■ TASK BRIEF ■
Leave out the images; return the rest of the data exactly.

--- BEGIN ---

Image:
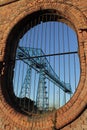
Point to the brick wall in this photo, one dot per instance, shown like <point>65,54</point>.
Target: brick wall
<point>73,115</point>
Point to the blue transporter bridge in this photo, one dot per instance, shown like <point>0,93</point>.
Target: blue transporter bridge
<point>36,59</point>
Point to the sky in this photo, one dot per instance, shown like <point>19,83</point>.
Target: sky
<point>51,38</point>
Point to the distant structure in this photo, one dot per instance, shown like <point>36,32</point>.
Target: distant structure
<point>14,15</point>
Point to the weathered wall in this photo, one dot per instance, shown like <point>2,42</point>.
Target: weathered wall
<point>71,114</point>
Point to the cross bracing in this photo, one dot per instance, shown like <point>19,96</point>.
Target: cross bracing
<point>43,67</point>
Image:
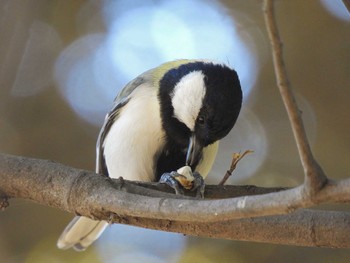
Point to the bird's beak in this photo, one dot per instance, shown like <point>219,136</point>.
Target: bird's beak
<point>194,151</point>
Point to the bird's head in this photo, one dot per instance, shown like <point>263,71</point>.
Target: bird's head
<point>200,102</point>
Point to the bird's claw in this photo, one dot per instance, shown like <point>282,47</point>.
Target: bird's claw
<point>169,179</point>
<point>178,182</point>
<point>198,185</point>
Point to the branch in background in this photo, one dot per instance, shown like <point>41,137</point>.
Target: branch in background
<point>315,178</point>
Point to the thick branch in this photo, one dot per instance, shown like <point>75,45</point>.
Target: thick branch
<point>302,228</point>
<point>91,195</point>
<point>314,175</point>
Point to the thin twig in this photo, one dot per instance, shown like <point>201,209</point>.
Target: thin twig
<point>315,178</point>
<point>347,5</point>
<point>236,157</point>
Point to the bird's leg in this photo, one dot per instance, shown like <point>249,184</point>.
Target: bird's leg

--- END ---

■ CORRECT RESPONSE ■
Image:
Point to the brick wall in this photo, one dot per instance, shown like <point>65,54</point>.
Target: brick wall
<point>73,115</point>
Point to the blue transporter bridge in this photo, one dot per instance, shown like <point>0,93</point>.
Target: blue transporter bridge
<point>36,59</point>
Point to the sky in this photo, one dot per instance, shown like <point>19,83</point>.
Target: sky
<point>51,38</point>
Point to the distant structure in this photo, one dot per instance, shown like <point>36,32</point>.
Target: distant structure
<point>14,15</point>
Point to the weathered wall in this photo, one dot per instance, shown like <point>2,42</point>.
Target: weathered wall
<point>71,114</point>
Point to the cross bracing in this photo, one dot per instance, shown like <point>19,96</point>.
Target: cross bracing
<point>43,67</point>
Image:
Point to the bird's beak in this photo, one dot per instance, shown like <point>219,136</point>.
Target: bird's beak
<point>194,151</point>
Point to the bird's head in this photo, one dot per instance, shown like <point>263,71</point>.
Target: bird's head
<point>200,102</point>
Point to the bird's claw in this photo, one dot per instance, shown like <point>282,47</point>.
Target: bird's claw
<point>169,179</point>
<point>178,182</point>
<point>198,185</point>
Point to the branch in background in this photo, one dot per instance, shown like <point>41,137</point>.
Target: branch in background
<point>315,178</point>
Point to the thick branch in this photo, one dot per instance, shown like <point>75,45</point>.
Target: thick branch
<point>302,228</point>
<point>91,195</point>
<point>314,175</point>
Point to the thin twig in this photo, one dot per instance, shown like <point>201,209</point>.
Target: thin twig
<point>315,178</point>
<point>347,5</point>
<point>236,157</point>
Point to the bird's leg in this photo, one dot per instance, shown like <point>249,184</point>.
Target: bird's leg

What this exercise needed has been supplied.